**DOCUMENT EXTRACT:**
Part Number: PCA9536

Dear E2E,

We would like to use PCA9536 to control the WP of EEPROM & Flash.

And, We would like to let EE_WP# its default is low in order to let EEPROM can be written.

We are not sure if we need to add a pull low resistor (R530), like as 10K or other value?

in addition, Does SPI_WP still need to pull-high resistor (R529)? (Although PCA9536 already has an internal week pull-high?)




  • Hey Jason,

    "We are not sure if we need to add a pull low resistor (R530), like as 10K or other value?"
    Our device has an internal pull up resistor (100k) so it depends if the EEPROM wants to see a high or a low on the line and what voltage is required. With a 10k pull down resistor the device will see about 300mV. If it needs to see something lower, then you will need to use a smaller pull down resistor.

    Doing some light reading on the WP pin, I've found typically the WP pin is pull high (such as with our internal 100k resistor) to protect the device from accidentally writing to it's memory array. The IO Expander allows the WP pin to see low and allow an write if you address it to do so.

    "Does SPI_WP still need to pull-high resistor (R529)?"
    I am not responsible for that device so I do not know it very well.... From what I can see in the datasheet, if there is no active signal on the input then the output will be held in high-Z. You can drive the output (Y) low when you drive the input low. To me, the the pull up resistor is insurance that the device's input will not be floating and accidentally turn on the output. If you have something actively driving the input then this resistor is not needed. I suggest you post on the e2e forum which is responsible for that device to get the expert's opinion on this.

    Lastly, I see that the PCA9536 has some of it's IO pins floating. I would recommend you either pull the unused pins to GND with a pull down resistor or pull up resistor to Vcc if the end equipment/application cares about power consumption. Floating pins can result in unnecessary current consumption.

**TASK DETAILS:** Reproduce the PCA9536 forum exchange from "Lastly, I see" to "unnecessary current consumption.", and swap "GND" for "ground" in it. The lines that follow were taken from a different source than the text.

**DATASET EXCERPT:**
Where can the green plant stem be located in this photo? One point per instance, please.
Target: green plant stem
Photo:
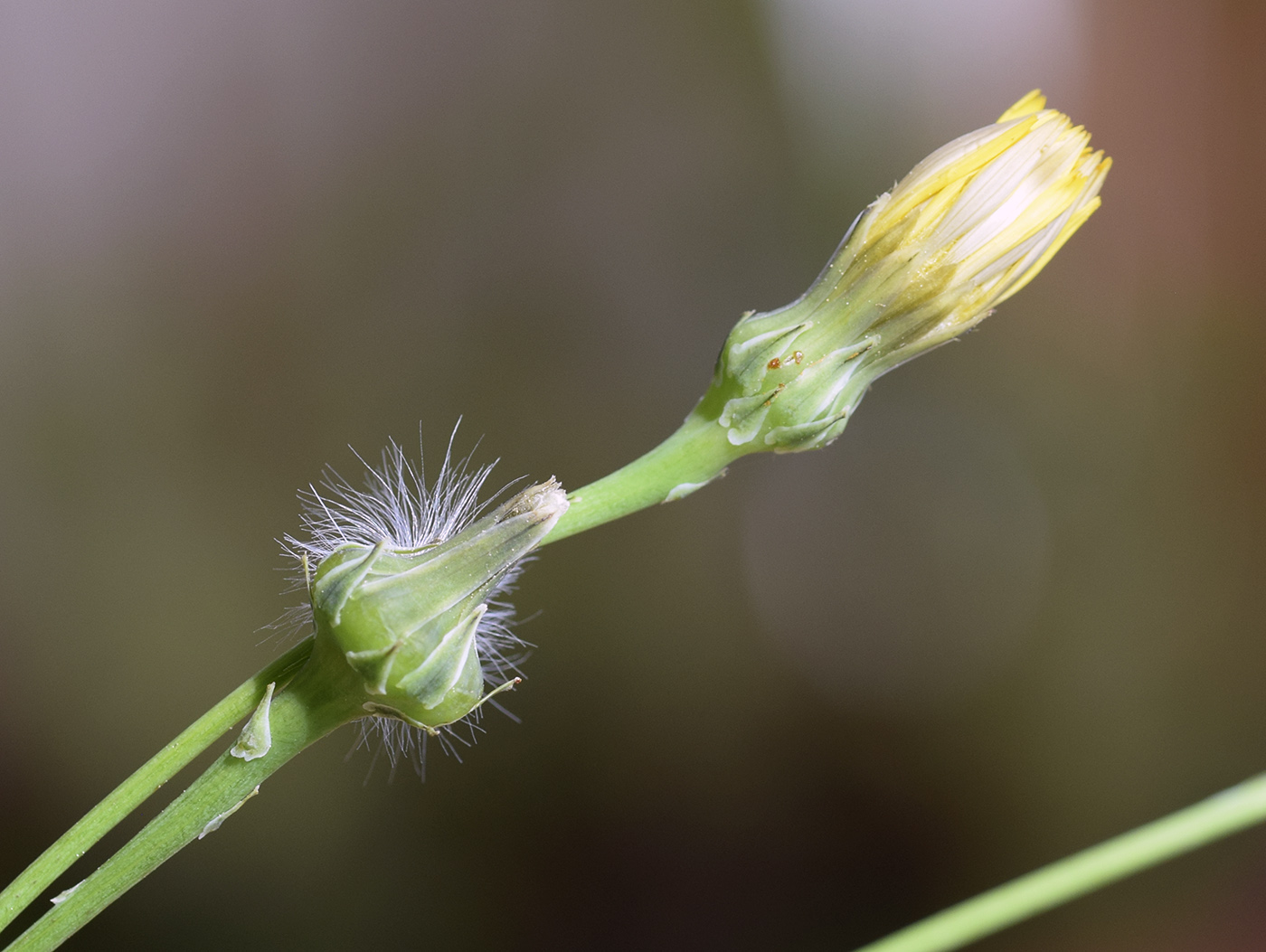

**RESPONSE TO THE TASK:**
Lastly, I see that the PCA9536 has some of it's IO pins floating. I would recommend you either pull the unused pins to ground with a pull down resistor or pull up resistor to Vcc if the end equipment/application cares about power consumption. Floating pins can result in unnecessary current consumption.